▸ ESERCIZI PROPOSTI
a: Rispondi in una riga ciascuna a queste domande sul testo dedicato alla società miconide:
(i) A che cosa vengono paragonati gli anziani?
(ii) Attraverso quale pratica si prendono le decisioni?
(iii) Quale parola è indicata come parola chiave?
b: Elenca tutte le cose che il testo sulla società miconide dichiara assenti o sconosciute in quella società.
c: Prosegui il testo sulla società e la cultura dei miconidi a partire dalla sua ultima frase.

▸ TESTO FORNITO
┌──

Società e cultura

La società miconide non conosce gerarchie nel senso umano del termine. Ogni individuo ha un ruolo, ma nessuno domina. La saggezza degli anziani è rispettata non per autorità imposta, ma per la ricchezza di memorie e visioni che possono condividere. Gli anziani sono come biblioteche viventi, le cui spore narrano millenni di storia.
Il gruppo è tutto. La parola chiave è “collettivo”: le decisioni si prendono attraverso la comunione sporigena, in cui tutti i membri partecipano al sogno collettivo. Non esistono votazioni o comandi: la volontà comune emerge come un fungo dalla terra, naturale e inevitabile.

└──

▸ ESTRATTO DEI DATI

┌──

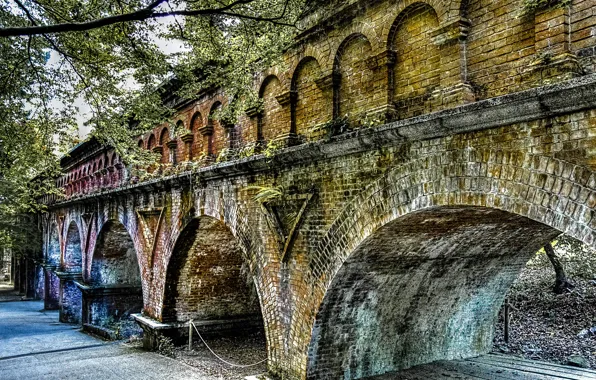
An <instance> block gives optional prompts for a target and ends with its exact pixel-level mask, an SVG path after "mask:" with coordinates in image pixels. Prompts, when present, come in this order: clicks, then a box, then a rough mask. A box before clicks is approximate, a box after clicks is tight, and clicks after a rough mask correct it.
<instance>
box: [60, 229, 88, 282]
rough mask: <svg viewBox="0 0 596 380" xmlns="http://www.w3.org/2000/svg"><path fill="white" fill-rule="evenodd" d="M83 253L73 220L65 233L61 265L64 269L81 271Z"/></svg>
mask: <svg viewBox="0 0 596 380" xmlns="http://www.w3.org/2000/svg"><path fill="white" fill-rule="evenodd" d="M82 260H83V254H82V252H81V236H80V233H79V229H78V227H77V225H76V223H75V222H74V221H73V222H71V223H70V225H69V227H68V231H67V233H66V242H65V248H64V259H63V260H62V264H61V267H62V269H63V270H65V271H72V272H81V267H82Z"/></svg>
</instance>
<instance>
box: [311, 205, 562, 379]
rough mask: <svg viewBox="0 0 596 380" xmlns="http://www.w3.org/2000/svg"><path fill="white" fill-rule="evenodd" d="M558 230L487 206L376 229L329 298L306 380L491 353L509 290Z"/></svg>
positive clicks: (350, 257) (403, 367)
mask: <svg viewBox="0 0 596 380" xmlns="http://www.w3.org/2000/svg"><path fill="white" fill-rule="evenodd" d="M559 233H560V232H558V231H557V230H555V229H553V228H551V227H548V226H546V225H544V224H541V223H538V222H534V221H532V220H530V219H528V218H525V217H521V216H518V215H515V214H511V213H507V212H504V211H499V210H494V209H488V208H482V207H442V208H432V209H427V210H424V211H420V212H415V213H412V214H409V215H407V216H404V217H402V218H399V219H397V220H394V221H392V222H390V223H388V224H386V225H385V226H383V227H381V228H379V229H378V230H377V231H375V232H374V233H373V234H372V235H371V236H370V237H369V238H367V239H366V240H365V241H364V242H362V243H361V244H360V245H359V246H358V248H357V249H356V250H355V251H354V252H353V253H352V254H351V255H350V257H349V258H348V259H347V260H346V261H345V263H344V265H343V266H342V267H341V269H340V270H339V272H338V273H337V275H336V276H335V278H334V279H333V281H332V283H331V285H330V287H329V289H328V291H327V293H326V295H325V297H324V300H323V302H322V304H321V307H320V309H319V311H318V314H317V317H316V321H315V324H314V329H313V334H312V339H311V343H310V346H309V354H308V378H311V379H314V378H342V379H344V378H345V379H357V378H362V377H366V376H371V375H377V374H382V373H387V372H391V371H397V370H400V369H404V368H408V367H411V366H414V365H417V364H422V363H427V362H432V361H435V360H440V359H455V358H462V357H470V356H476V355H479V354H482V353H486V352H488V350H489V349H490V346H491V342H492V338H493V332H494V323H495V321H496V317H497V313H498V310H499V308H500V306H501V304H502V302H503V298H504V296H505V294H506V292H507V289H508V288H509V287H510V285H511V283H512V282H513V281H514V280H515V278H516V277H517V276H518V274H519V272H520V271H521V269H522V268H523V266H524V265H525V263H526V262H527V261H528V260H529V258H530V257H531V255H532V254H534V253H535V252H536V251H537V250H538V249H539V248H540V247H541V246H542V245H543V244H545V243H546V242H548V241H551V240H552V239H553V238H554V237H556V236H557V235H558V234H559Z"/></svg>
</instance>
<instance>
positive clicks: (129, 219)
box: [83, 207, 149, 297]
mask: <svg viewBox="0 0 596 380" xmlns="http://www.w3.org/2000/svg"><path fill="white" fill-rule="evenodd" d="M108 221H112V222H117V223H120V224H121V225H123V226H124V228H125V229H126V231H127V232H128V235H129V236H130V238H131V239H132V242H133V245H134V249H135V252H136V255H137V262H138V265H139V268H140V271H141V274H142V277H143V278H145V277H144V275H145V272H146V271H148V270H149V263H148V258H147V256H146V255H145V247H144V246H143V239H141V238H140V233H138V232H137V226H138V222H137V220H136V215H135V214H133V213H128V212H127V211H126V210H125V209H124V208H123V207H118V208H117V210H116V212H115V213H109V212H108V211H106V210H103V211H102V212H99V213H95V214H94V215H93V218H92V220H91V225H90V228H89V231H88V232H87V234H88V235H89V237H88V239H87V240H88V243H87V247H86V250H85V253H86V257H87V258H86V260H85V261H84V262H85V270H84V272H83V278H84V279H85V280H86V281H89V276H90V274H91V265H92V261H93V256H94V253H95V250H96V246H97V239H98V237H99V235H100V233H101V231H102V230H103V228H104V226H105V225H106V223H107V222H108ZM146 286H148V284H147V283H146V282H145V281H143V296H144V297H147V296H148V295H147V291H146V290H147V288H146Z"/></svg>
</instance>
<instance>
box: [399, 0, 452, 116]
mask: <svg viewBox="0 0 596 380" xmlns="http://www.w3.org/2000/svg"><path fill="white" fill-rule="evenodd" d="M438 26H439V19H438V17H437V14H436V12H435V10H434V9H433V8H432V7H431V6H430V5H427V4H424V3H415V4H413V5H411V6H410V7H408V8H406V9H405V10H403V11H402V13H400V16H399V17H398V19H397V20H396V21H395V24H394V25H393V26H392V34H390V37H389V38H390V41H389V44H390V46H391V49H392V50H394V51H395V52H396V53H397V54H396V56H397V58H396V61H395V67H394V69H393V76H394V78H395V79H394V83H393V86H394V87H393V89H392V90H393V101H394V102H395V105H396V109H397V115H398V117H399V118H402V119H404V118H408V117H412V116H418V115H422V114H424V113H429V112H431V111H434V109H432V108H431V96H432V93H433V92H434V91H435V90H436V89H437V88H438V86H439V81H440V77H439V70H440V65H439V64H440V59H441V57H440V55H439V48H438V46H437V45H436V44H434V43H433V41H432V35H431V34H432V32H433V31H434V30H435V29H436V28H437V27H438Z"/></svg>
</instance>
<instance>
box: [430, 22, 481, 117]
mask: <svg viewBox="0 0 596 380" xmlns="http://www.w3.org/2000/svg"><path fill="white" fill-rule="evenodd" d="M469 30H470V21H469V20H467V19H465V18H459V19H458V20H455V21H453V22H451V23H449V24H447V25H444V26H442V27H440V28H438V29H437V30H435V31H434V32H433V33H432V38H433V42H434V43H435V44H436V45H437V46H439V51H440V56H441V62H440V82H439V83H440V84H439V88H438V89H436V90H435V91H433V93H432V110H433V111H438V110H442V109H446V108H453V107H456V106H459V105H462V104H465V103H470V102H473V101H475V100H476V97H475V95H474V90H473V89H472V86H471V85H470V84H469V83H468V70H467V51H466V49H467V45H466V39H467V37H468V33H469Z"/></svg>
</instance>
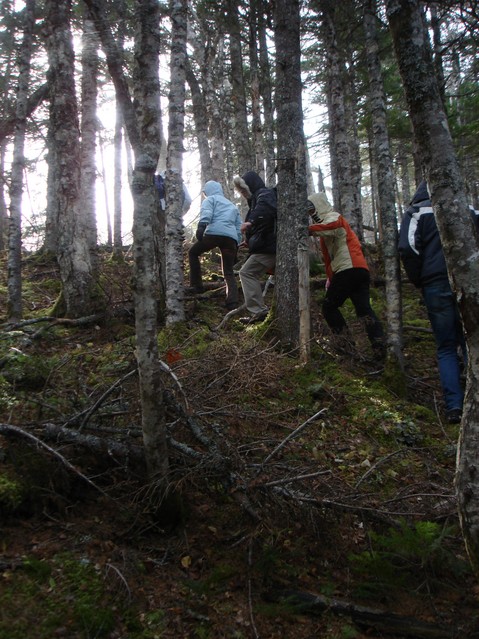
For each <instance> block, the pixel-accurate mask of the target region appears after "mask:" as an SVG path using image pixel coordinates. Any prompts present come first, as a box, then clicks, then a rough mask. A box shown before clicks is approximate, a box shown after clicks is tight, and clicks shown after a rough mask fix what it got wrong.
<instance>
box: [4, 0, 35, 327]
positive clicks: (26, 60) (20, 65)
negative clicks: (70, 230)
mask: <svg viewBox="0 0 479 639" xmlns="http://www.w3.org/2000/svg"><path fill="white" fill-rule="evenodd" d="M34 26H35V0H27V2H26V4H25V13H24V23H23V40H22V44H21V46H20V49H19V53H18V55H19V63H18V88H17V103H16V120H17V122H16V125H15V136H14V140H13V161H12V179H11V184H10V220H9V237H8V278H7V281H8V284H7V287H8V300H7V317H8V319H9V320H13V321H16V320H19V319H21V317H22V314H23V309H22V267H21V264H22V194H23V169H24V165H25V157H24V150H25V128H26V118H27V112H26V107H27V99H28V85H29V80H30V63H31V57H32V48H33V29H34Z"/></svg>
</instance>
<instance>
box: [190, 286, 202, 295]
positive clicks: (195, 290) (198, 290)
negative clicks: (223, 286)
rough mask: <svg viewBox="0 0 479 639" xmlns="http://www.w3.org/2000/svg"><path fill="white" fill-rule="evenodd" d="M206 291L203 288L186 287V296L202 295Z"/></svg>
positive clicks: (196, 286)
mask: <svg viewBox="0 0 479 639" xmlns="http://www.w3.org/2000/svg"><path fill="white" fill-rule="evenodd" d="M204 291H205V289H204V288H203V287H202V286H186V287H185V294H186V295H200V294H201V293H204Z"/></svg>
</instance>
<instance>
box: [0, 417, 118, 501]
mask: <svg viewBox="0 0 479 639" xmlns="http://www.w3.org/2000/svg"><path fill="white" fill-rule="evenodd" d="M0 433H1V434H2V435H6V436H8V435H12V434H13V435H16V436H19V437H23V438H24V439H28V440H30V442H33V443H34V444H35V445H36V446H38V447H39V448H43V449H44V450H46V451H47V452H48V453H50V455H53V456H54V457H56V458H57V459H58V460H59V461H60V462H61V463H62V464H63V465H64V466H65V467H66V468H67V469H68V470H69V471H70V472H72V473H74V474H75V475H77V476H78V477H80V478H81V479H83V481H85V482H86V483H87V484H89V485H90V486H91V487H92V488H94V489H95V490H97V491H98V492H99V493H101V494H102V495H104V496H105V497H108V495H107V493H106V492H105V491H104V490H102V489H101V488H100V487H99V486H97V485H96V484H95V483H94V482H92V481H91V479H88V477H87V476H86V475H84V474H83V473H82V472H80V471H79V470H77V469H76V468H75V466H73V464H71V463H70V462H69V461H68V459H66V458H65V457H63V455H61V454H60V453H59V452H58V451H56V450H55V449H54V448H51V446H48V444H45V442H43V441H42V440H41V439H38V437H35V435H32V434H31V433H27V431H25V430H22V429H21V428H18V426H12V425H11V424H0Z"/></svg>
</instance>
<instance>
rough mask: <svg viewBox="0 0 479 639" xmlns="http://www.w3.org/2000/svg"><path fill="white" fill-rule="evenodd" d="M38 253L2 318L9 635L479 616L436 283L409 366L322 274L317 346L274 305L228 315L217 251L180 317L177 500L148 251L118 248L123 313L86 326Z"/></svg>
mask: <svg viewBox="0 0 479 639" xmlns="http://www.w3.org/2000/svg"><path fill="white" fill-rule="evenodd" d="M1 261H2V262H3V264H2V267H3V268H0V272H1V273H2V274H3V275H2V278H3V279H2V281H0V289H1V290H2V293H5V295H4V294H2V295H0V316H2V317H3V318H5V316H6V309H5V300H6V272H7V268H6V263H5V262H6V256H3V257H2V258H1ZM214 269H216V270H218V269H219V267H218V265H217V264H215V263H214V262H213V263H212V270H214ZM23 272H24V281H25V284H24V300H25V305H24V317H25V320H24V321H22V322H19V323H18V324H16V325H15V326H12V325H7V324H5V323H4V324H3V325H2V326H1V333H0V366H1V368H0V411H1V417H0V422H1V423H0V516H1V531H0V544H1V545H0V547H1V555H0V568H1V570H0V639H24V638H27V639H51V638H53V637H59V638H63V637H64V638H68V639H77V638H78V639H80V638H81V639H93V638H101V637H106V638H109V639H139V638H140V637H141V638H143V639H155V638H157V637H158V638H160V637H161V638H175V639H176V638H187V637H188V638H192V639H193V638H198V639H217V638H218V639H219V638H226V639H233V638H236V639H250V638H252V639H259V638H261V639H273V638H275V637H278V638H283V639H284V638H286V639H313V638H314V639H323V638H324V639H366V638H377V639H379V638H383V637H388V638H390V639H401V638H406V637H408V638H411V637H412V638H414V639H421V638H422V637H428V638H435V637H438V638H448V639H454V638H457V639H459V638H461V639H469V638H472V637H479V608H478V596H479V589H478V585H477V581H476V580H475V579H474V577H473V575H472V573H471V570H470V567H469V564H468V561H467V558H466V553H465V550H464V544H463V541H462V538H461V534H460V529H459V523H458V517H457V513H456V503H455V497H454V487H453V483H454V471H455V451H456V442H457V437H458V432H459V426H457V425H450V424H448V423H447V422H446V421H445V420H444V418H443V415H442V410H441V394H440V389H439V381H438V373H437V367H436V361H435V354H434V342H433V337H432V334H431V332H430V330H429V324H428V320H427V317H426V313H425V309H424V307H423V305H422V304H421V301H420V299H419V295H418V293H417V292H416V291H414V290H413V289H412V288H410V287H409V286H408V285H405V286H404V325H405V330H404V342H405V346H404V355H405V361H406V376H405V378H401V375H399V374H398V373H394V372H392V371H391V370H389V367H386V369H384V367H383V366H381V365H380V364H378V362H376V361H374V359H373V357H372V353H371V352H370V351H369V345H368V344H367V342H366V341H365V339H364V334H363V331H362V327H361V325H360V324H358V322H357V320H355V318H354V316H353V312H352V308H351V307H349V306H348V305H346V306H345V314H346V315H347V317H348V318H349V321H350V326H351V332H352V334H353V337H354V344H349V345H347V347H346V349H345V348H344V345H341V344H338V343H335V342H334V341H332V339H331V336H330V335H329V333H328V331H327V328H326V327H325V325H324V323H323V321H322V318H321V313H320V301H321V298H322V295H323V288H322V287H323V283H322V281H321V278H320V276H317V277H313V278H312V320H313V340H312V342H311V357H310V361H309V362H308V363H307V364H301V363H300V362H299V360H298V358H297V357H296V353H294V352H293V353H291V352H283V351H282V350H281V349H279V348H278V347H277V345H276V339H275V326H274V322H271V321H268V320H267V321H266V322H264V323H263V324H260V325H255V326H249V327H246V328H245V327H244V326H243V325H242V324H241V323H240V322H239V321H238V319H237V318H235V317H233V318H231V319H229V320H228V322H227V323H225V324H224V326H222V327H221V328H218V325H219V323H220V322H221V320H222V318H223V317H224V308H223V296H224V290H223V289H222V288H221V282H218V280H217V278H216V276H215V275H214V273H212V272H210V274H209V275H208V278H209V279H211V282H210V283H209V284H208V286H207V291H206V293H205V294H204V295H200V296H195V297H191V298H188V299H187V301H186V309H187V320H186V321H185V322H184V323H182V324H181V325H179V326H175V327H169V328H164V329H161V330H160V331H159V347H160V356H161V358H162V360H163V361H164V363H165V364H166V366H164V372H163V375H164V380H163V383H164V400H165V401H164V402H163V403H159V410H161V409H162V407H166V408H165V410H166V415H165V419H166V422H167V424H168V432H169V436H170V438H171V439H170V450H171V458H170V468H171V494H170V498H169V500H167V502H168V503H167V505H166V506H165V505H163V506H162V507H161V508H159V507H158V502H159V498H158V495H157V491H156V490H155V487H154V486H151V485H147V484H146V483H145V477H144V463H143V458H142V438H141V418H140V411H139V399H138V380H137V376H136V374H135V354H134V320H133V304H132V296H131V294H130V286H129V285H128V283H129V282H130V280H131V264H129V263H128V262H127V261H125V262H115V261H113V260H111V259H107V258H106V257H104V260H103V262H102V286H103V291H104V294H105V295H106V296H107V298H108V305H107V306H108V313H107V316H105V317H104V318H102V319H99V320H97V321H96V322H95V323H86V324H85V325H79V326H75V325H72V324H68V323H63V322H58V321H55V320H53V318H51V317H50V316H49V312H50V310H51V309H52V307H53V304H54V302H55V299H56V297H57V295H58V292H59V278H58V272H57V269H56V266H55V264H54V263H52V262H49V261H48V260H46V259H45V260H42V259H41V258H39V257H35V256H31V257H29V258H27V259H26V260H25V263H24V266H23ZM373 274H374V273H373ZM375 279H376V280H377V282H378V285H377V286H374V287H373V289H372V298H373V305H374V307H375V308H376V310H377V311H378V313H379V314H381V316H382V317H384V303H385V300H384V289H383V288H382V287H381V284H380V278H376V277H375Z"/></svg>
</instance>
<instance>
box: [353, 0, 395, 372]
mask: <svg viewBox="0 0 479 639" xmlns="http://www.w3.org/2000/svg"><path fill="white" fill-rule="evenodd" d="M364 9H365V11H364V18H363V25H364V33H365V38H366V57H367V64H368V74H369V107H370V111H371V120H372V128H373V142H374V150H375V159H376V166H377V177H378V196H379V210H380V211H381V227H382V247H383V256H384V277H385V282H386V310H387V326H388V353H389V356H390V357H391V360H392V362H394V363H395V364H396V365H397V366H398V368H399V369H400V370H403V368H404V362H403V356H402V346H403V343H402V303H401V273H400V266H399V253H398V225H397V216H396V206H395V201H394V193H395V187H394V185H395V179H394V172H393V162H392V157H391V152H390V148H389V135H388V130H387V121H386V101H385V95H384V88H383V81H382V74H381V63H380V61H379V53H378V51H379V45H378V40H377V32H376V20H377V17H376V0H368V2H367V3H366V6H365V7H364ZM392 362H391V363H392Z"/></svg>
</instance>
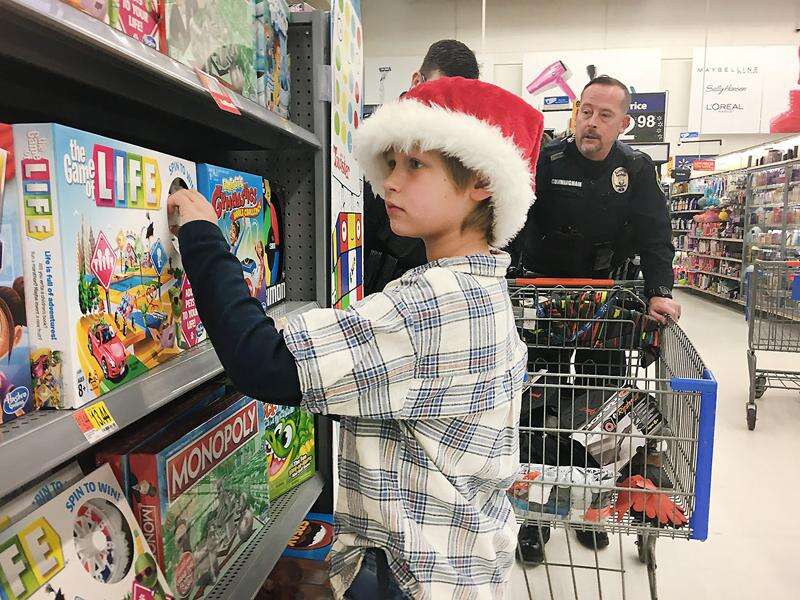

└──

▸ RISULTATI ATTESI
a:
(i) A biblioteche viventi, le cui spore narrano millenni di storia.
(ii) Attraverso la comunione sporigena, in cui tutti i membri partecipano al sogno collettivo.
(iii) La parola "collettivo".

b:
- Le gerarchie nel senso umano del termine
- Le votazioni
- I comandi

c:
Per i miconidi, l’esistenza non finisce con la morte, ma si trasforma. Ogni corpo restituito alla terra arricchisce il micelio comune. Essi non temono la fine: la vedono come un ritorno, una fusione. Molti umani li ritengono mistici, e non sbagliano. La loro spiritualità è intimamente connessa al ciclo naturale, alla trasformazione, alla comunione.
Non adorano divinità personificate, ma venerano la connessione profonda che unisce tutto ciò che cresce, muore e rinasce. Alcune colonie riconoscono la presenza di spiriti fungini antichi, entità nate dalla fusione delle coscienze di miconidi defunti, che guidano il sogno collettivo da una dimensione che sfuma tra l’etereo e il micologico.